• Excerpt provided
Start
One way to address this: we may split the optimization into two cycles, first assigning samples to plates (balancing groups), then improving the positions of the samples within each plate. This motivates the use of a dedicated sample permutation function which takes the plate structure into account and only shuffles samples around within one plate.
scoring_f <- osat_score_generator(batch_vars = c("plate"), feature_vars = c("Group"))
set.seed(42)
bc <- optimize_design(
example2,
scoring = scoring_f,
quiet = TRUE,
max_iter = 200, # this is set to shorten vignette run-time, normally we don't know.
n_shuffle = 2,
acceptance_func = mk_simanneal_acceptance_func(mk_simanneal_temp_func(T0 = 10000, alpha = 0.5)),
)
bc$trace$elapsed
#> Time difference of 1.634799 secs
plot_plate(bc,
plate = plate, row = row, column = col, .color = Group,
title = "Ex2: 'Plate wise' design\nStep 1: after allocating samples to plates"
)
scoring_f <- mk_plate_scoring_functions(bc, plate = "plate", row = "row", column = "col", group = "Group")
bc$score(scoring_f)
#> Plate 1 Plate 2
#> 12.77527 13.63704
set.seed(42)
bc <- optimize_design(
bc,
scoring = scoring_f,
max_iter = 400,
shuffle_proposal_func = mk_subgroup_shuffling_function(subgroup_vars = c("plate")),
acceptance_func = mk_simanneal_acceptance_func(mk_simanneal_temp_func(T0 = 1000, alpha = 0.5)),
aggregate_scores_func = L2s_norm,
quiet = TRUE
)
bc$trace$elapsed
#> Time differences in secs
#> [1] 1.634799 2.326842
bc$score(scoring_f)
#> Plate 1 Plate 2
#> 6.854748 6.309297
plot_plate(bc,
plate = plate, row = row, column = col, .color = Group,
title = "Ex2: 'Plate wise' design\nStep 2: after arranging samples within plates"
)
In this case, the shuffling function exchanges 1 pair of sample assignments every time (the default). However, any number of constant swaps or a swapping protocol (formally a vector of integers) can be supplied as well.
Now for the most efficient solution: we start again by first assigning samples to plates (balancing groups), then making use of the independence of the two within-plate optimizations and improving them one after the other.
This is possible by passing the argument to the function that generates the permutations. It enforces permutation only to happen first within plate 1, then within plate 2, so that the two scores can be optimized in succeeding runs.
scoring_f <- osat_score_generator(batch_vars = c("plate"), feature_vars = c("Group"))
set.seed(42)
bc <- optimize_design(
example2,
scoring = scoring_f,
quiet = TRUE,
max_iter = 150, # this is set to shorten vignette run-time, normally we don't know.
n_shuffle = 2,
acceptance_func = mk_simanneal_acceptance_func(mk_simanneal_temp_func(T0 = 10000, alpha = 0.5)),
)
bc$trace$elapsed
#> Time difference of 1.372123 secs
plot_plate(bc,
plate = plate, row = row, column = col, .color = Group,
title = "Ex2: 'Serial plate' design\nStep 1: after allocating samples to plates"
End
• Supplied material
Start
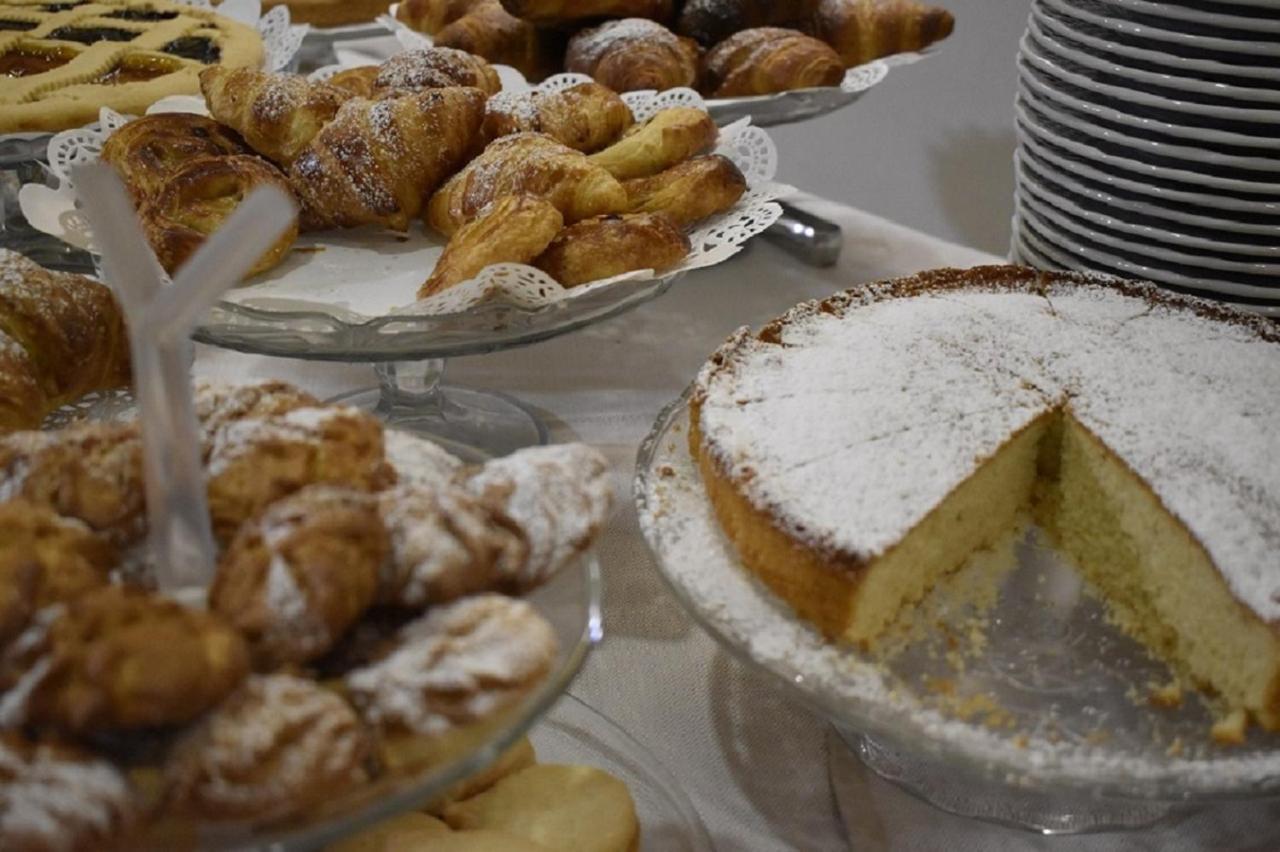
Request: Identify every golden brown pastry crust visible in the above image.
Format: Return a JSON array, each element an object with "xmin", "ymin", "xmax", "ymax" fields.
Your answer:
End
• What the exercise asks
Using the plate-design excerpt, say whether each statement agrees with it, answering yes or no and quoting the deciding words: (a) by default the shuffling function exchanges one pair of sample assignments each time; (b) the dedicated sample permutation function shuffles samples across all plates at once; (c) the run that uses mk_subgroup_shuffling_function sets max_iter to 200. The lines above are separate material, unrelated to the plate-design excerpt.

• Solution to the problem
(a) Yes: "the shuffling function exchanges 1 pair of sample assignments every time (the default)"
(b) No: "only shuffles samples around within one plate"
(c) No: "max_iter = 400"